[TASK INSTRUCTIONS]
Without the images, set down each entry exactly.

[Data entries]
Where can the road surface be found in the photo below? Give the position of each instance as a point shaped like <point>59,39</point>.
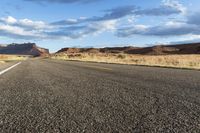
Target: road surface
<point>62,96</point>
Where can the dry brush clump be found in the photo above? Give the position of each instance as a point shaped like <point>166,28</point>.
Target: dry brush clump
<point>177,61</point>
<point>4,58</point>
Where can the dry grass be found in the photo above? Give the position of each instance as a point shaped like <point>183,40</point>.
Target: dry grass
<point>175,61</point>
<point>5,58</point>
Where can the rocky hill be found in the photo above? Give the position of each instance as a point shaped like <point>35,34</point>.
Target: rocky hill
<point>193,48</point>
<point>23,49</point>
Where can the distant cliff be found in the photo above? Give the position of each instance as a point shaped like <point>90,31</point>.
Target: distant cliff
<point>23,49</point>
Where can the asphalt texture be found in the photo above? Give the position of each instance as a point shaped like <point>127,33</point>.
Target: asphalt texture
<point>66,96</point>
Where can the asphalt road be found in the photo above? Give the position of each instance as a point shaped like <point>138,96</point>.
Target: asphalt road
<point>60,96</point>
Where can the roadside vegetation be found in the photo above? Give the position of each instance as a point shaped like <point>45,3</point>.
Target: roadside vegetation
<point>7,58</point>
<point>175,61</point>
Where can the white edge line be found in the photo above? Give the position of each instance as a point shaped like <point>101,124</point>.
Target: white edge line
<point>4,71</point>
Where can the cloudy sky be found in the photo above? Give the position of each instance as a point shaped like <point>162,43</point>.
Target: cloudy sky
<point>55,24</point>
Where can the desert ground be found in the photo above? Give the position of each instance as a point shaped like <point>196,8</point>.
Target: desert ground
<point>174,61</point>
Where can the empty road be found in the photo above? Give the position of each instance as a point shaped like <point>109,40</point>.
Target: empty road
<point>64,96</point>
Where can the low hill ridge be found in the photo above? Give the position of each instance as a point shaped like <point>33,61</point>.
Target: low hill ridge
<point>23,49</point>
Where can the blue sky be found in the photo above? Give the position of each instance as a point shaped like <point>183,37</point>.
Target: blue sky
<point>55,24</point>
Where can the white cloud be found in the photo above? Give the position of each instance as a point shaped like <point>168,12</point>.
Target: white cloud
<point>176,5</point>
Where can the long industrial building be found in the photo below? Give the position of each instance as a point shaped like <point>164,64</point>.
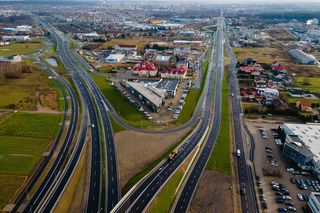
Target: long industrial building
<point>302,57</point>
<point>302,145</point>
<point>149,95</point>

[EXERCISE RESPONSE]
Where can the road surface be found in the photo below? Give the position of each instance as a point shaped like <point>59,39</point>.
Target: road surface
<point>62,96</point>
Where can the dry brush clump be found in the photo above? Give the position of each instance as a point shaped like <point>166,28</point>.
Target: dry brush clump
<point>177,61</point>
<point>4,58</point>
Where can the dry grass be found in the photo above? Give the position of each instance as a point shaped like <point>183,40</point>.
Target: dry grass
<point>175,61</point>
<point>5,58</point>
Where can the rocky hill be found in the photo above? Give the position of each instance as a point shaped like <point>35,34</point>.
Target: rocky hill
<point>193,48</point>
<point>23,49</point>
Where can the distant cliff be found in the photo above? Give the position of each instance as a point shaped like <point>90,31</point>.
Target: distant cliff
<point>23,49</point>
Where can the asphalt texture be found in the photo above? Give the position of each instance as a point shaped like <point>127,33</point>.
Target: asphalt texture
<point>66,96</point>
Where can the asphalt road be found in the photo above? Give the position of each instance as a point shaped like <point>138,96</point>.
Target: asphalt road
<point>60,96</point>
Where can the roadside vegetation be found in the photo above? Give the position of each instance as a point shaped like <point>45,3</point>.
Target: roadside vegetation
<point>7,58</point>
<point>175,61</point>
Where can the white edge line be found in the photo above? Give the position of each instance as a point shaped like <point>101,124</point>.
Target: white edge line
<point>4,71</point>
Where can the cloudy sky be found in the photo above? Give the position of each instance as a point shaped like <point>162,43</point>.
Target: cloudy sky
<point>55,24</point>
Where can the desert ground be found in the photo above? Give the position of each instance as a point shaped like <point>196,8</point>.
Target: desert ground
<point>174,61</point>
Where can the empty road be found in the photo above? Give the position of each instance as a point shaped like <point>109,40</point>.
Target: empty road
<point>64,96</point>
Where can the low hill ridge be found in the photo above? Give the position of each instance as a point shaped like <point>33,61</point>.
Target: low hill ridge
<point>23,49</point>
Where can the blue sky be found in the photo above? Give the position of each instance as a point shaped like <point>183,37</point>.
Target: blue sky
<point>55,24</point>
Where can the white cloud be found in the photo above? Give the position of each instance as a point shaped like <point>168,12</point>.
Target: white cloud
<point>176,5</point>
Where can the long industrial building be found in the photo below? Give the position of each instance as a point shaped like <point>164,64</point>.
Target: long industrial building
<point>302,57</point>
<point>302,145</point>
<point>149,95</point>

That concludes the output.